Unless you are very rich and very freaky, your relationship to rock is nothing like mine. By profession, I am surfeited with records and live music. Virtually every rock LP produced in this country is mailed to me automatically, and I'm asked to go to more concerts than I can bear. I own about 90 percent of the worthwhile rock albums released since the start of the Beatles era, and occasionally I play every one of them, although I haven't heard half the LP's in my collection in six months. All this has a double-edged effect. On the one hand, I am impatient with music that is derivative and see through cheap gimmicks easily. On the other, I can afford to revel in marginal differentiation, delighting in odd and minor talents that might not be worth the money of someone who has to pay for his music.

Rock writers in general are so sick of the mediocrity and the bad hype that they simply don't listen to most of the records they receive. I try to, but my methods are necessarily somewhat mechanical. Even if I spent sixteen hours a day listening to music--I would estimate the actual figure, by the way, at around eight--I couldn't give each group the time each group believes its record deserves. So I tend to make a lot of snap judgments, sometimes based on decidedly extramusical criteria (like what label it's on, or what the group looks like), and since I believe that rock is supposed to grab you, I demand that groups I haven't heard of--and most of those that I have--do just that.

I divide my life between two apartments. One is equipped with an excellent stereo system, the other with a pretty good portable. In the first I store records I really like--the permanent collection. In the other I store records I kind of like or think I kind of like or think I should hold on to--the reference collection. After I lug the day's haul home from the post office, I divide it immediately into three categories: Maybe, Conceivable, and Forget It. Maybes are placed near the good sound system; the rest are transported to the second apartment and placed in either a sell pile or a listen pile. Maybes I have usually been hyped on somehow (some of them are really Certains) or else look interesting. Records from the relatively dependable labels--Warner Bros., Atlantic, Columbia, Stax--are usually Maybes. The Forget It category includes movie soundtracks, third-rate country artists, most straight pop and soul jazz. Conceivables are everything in between. I play every rock record I receive at least once.

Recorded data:

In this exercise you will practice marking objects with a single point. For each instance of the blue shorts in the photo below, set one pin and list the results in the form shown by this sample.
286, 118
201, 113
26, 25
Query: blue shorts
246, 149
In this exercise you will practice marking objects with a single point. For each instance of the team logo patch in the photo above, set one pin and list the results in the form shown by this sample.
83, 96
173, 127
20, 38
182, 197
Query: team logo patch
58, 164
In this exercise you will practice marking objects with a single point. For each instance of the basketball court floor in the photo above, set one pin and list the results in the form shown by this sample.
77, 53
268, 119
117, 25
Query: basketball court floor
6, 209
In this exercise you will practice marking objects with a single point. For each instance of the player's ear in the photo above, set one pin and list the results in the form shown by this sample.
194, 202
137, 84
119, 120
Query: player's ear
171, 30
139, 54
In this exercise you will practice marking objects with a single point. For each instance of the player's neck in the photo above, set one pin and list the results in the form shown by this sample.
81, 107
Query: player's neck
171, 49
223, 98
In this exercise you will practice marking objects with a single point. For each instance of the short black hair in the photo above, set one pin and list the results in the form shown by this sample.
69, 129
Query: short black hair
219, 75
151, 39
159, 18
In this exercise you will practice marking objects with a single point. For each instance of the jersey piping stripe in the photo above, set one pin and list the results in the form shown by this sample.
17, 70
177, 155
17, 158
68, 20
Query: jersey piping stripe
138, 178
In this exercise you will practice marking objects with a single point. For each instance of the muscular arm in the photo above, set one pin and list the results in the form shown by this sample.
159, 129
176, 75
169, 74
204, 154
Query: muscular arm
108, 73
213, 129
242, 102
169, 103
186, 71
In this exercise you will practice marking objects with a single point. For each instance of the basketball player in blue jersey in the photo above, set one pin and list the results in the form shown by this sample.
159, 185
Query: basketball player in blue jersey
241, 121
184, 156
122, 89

## Required tasks:
1. Reproduce the passage on rock records word for word, everything from "Unless you are" down to "for his music.".
2. Pick out every line of the records that contains the string "neck", matching case exactly.
These records bear no relation to the passage about rock records.

## Solutions to the problems:
1.
Unless you are very rich and very freaky, your relationship to rock is nothing like mine. By profession, I am surfeited with records and live music. Virtually every rock LP produced in this country is mailed to me automatically, and I'm asked to go to more concerts than I can bear. I own about 90 percent of the worthwhile rock albums released since the start of the Beatles era, and occasionally I play every one of them, although I haven't heard half the LP's in my collection in six months. All this has a double-edged effect. On the one hand, I am impatient with music that is derivative and see through cheap gimmicks easily. On the other, I can afford to revel in marginal differentiation, delighting in odd and minor talents that might not be worth the money of someone who has to pay for his music.

2.
In this exercise you will practice marking objects with a single point. For each instance of the player's neck in the photo above, set one pin and list the results in the form shown by this sample.
Query: player's neck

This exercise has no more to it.